··· Passage ···

# .22 mag hog hunting



## takamineman

Anyone in here hunt hogs with a .22mag? think it's a good idea?


----------



## bowboy1989

yes a well placed 22 mag solid bulllet behind a hogs ear or between his eyes will put down any hog of any size


----------



## douglasgerlach

It gets the job done.  I like the remington PSP loads.


----------



## BIGGUS

The CCI Gamepoints work well too.


----------



## huntingonthefly

YES SIR! Solid Points only. Believe it or not, I shoot most of mine in the shoulder, in or dead behind the bone. A hog's vitals is more forward than a deer's. I will usually be within 60 yards or less. I may have lost a couple and one of them I know was a little far back. That's one out of more than a ............ After losing a couple with straight on up close shots tween the eyes with a solid prop I quit. I have no problem with behind the ear broadside however. I like the bigger target area. A hog's brain is the size of a pecan and have you ever seen a hog skull? It is made for deflections, even lead. Compare the size of the kill zone for a small bullet. But that 22 mag bullet will whizz right on through those ribs with no problem. When you cut that shoulder off the bullet needs to be at least in the flap, preferably dead behind the bone. I have entered and exited both bones on 200+ lb. hogs. Most of the hogs I hunt are regular ole piney-woods rooters from public land which average 50-150 lbs. but occassionally I get some up to 300. The last trophy boar I took was bedded on a tussock in the middle of an oxbow lake. Sharp quartering away shot. placed on the last rib. PAP! come out the shoulder on the opposite side after traversing diagonally thru the hog. 50 yard run and splash thru hip deep water and landed in shin deep water which surely helped. More are prolly killed behind the ear and may still be the best way overall for everyone- this just my input. BUT, if you can't get on the ear for whatever reason, don't hesitate for a shoulder shot before he gets away. if you hunt plantations for multi-hundred hogs, better stick to the ear iff'n u don't know how to track.


----------



## Hunt&Fish

*308's better*



takamineman said:


> Anyone in here hunt hogs with a .22mag? think it's a good idea?

··· Data lines ···

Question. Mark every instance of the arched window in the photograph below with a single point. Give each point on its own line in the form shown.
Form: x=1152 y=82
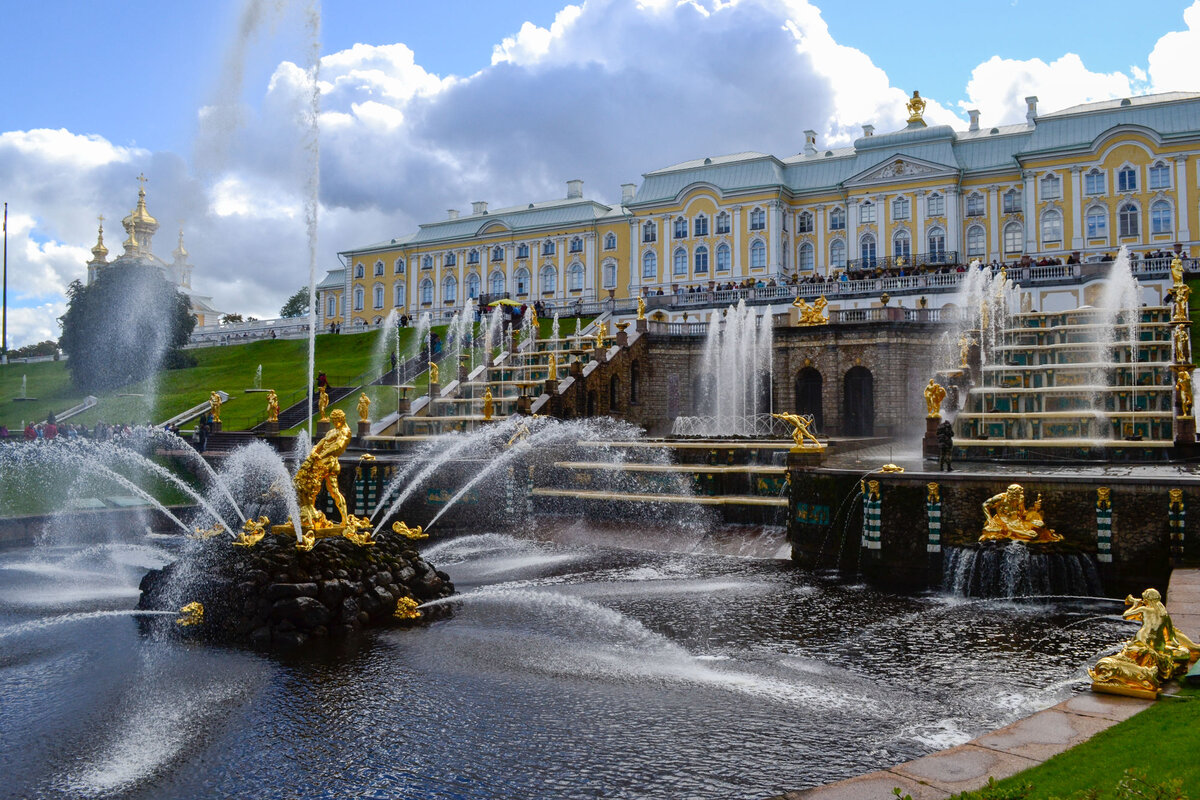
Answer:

···

▸ **Written instruction 1**
Answer these from the .22 mag hog hunting thread:
(a) Which Remington loads does douglasgerlach like?
(b) What does huntingonthefly say a hog's brain is the size of?
(c) What do the public-land hogs that huntingonthefly hunts average in weight?
▸ **Written instruction 2**
From the .22 mag hog hunting thread, return the stretch from "## bowboy1989" through "remington PSP loads.".

▸ **Correct response 1**
(a) The Remington PSP loads.
(b) A pecan.
(c) 50-150 lbs.

▸ **Correct response 2**
## bowboy1989

yes a well placed 22 mag solid bulllet behind a hogs ear or between his eyes will put down any hog of any size


----------



## douglasgerlach

It gets the job done.  I like the remington PSP loads.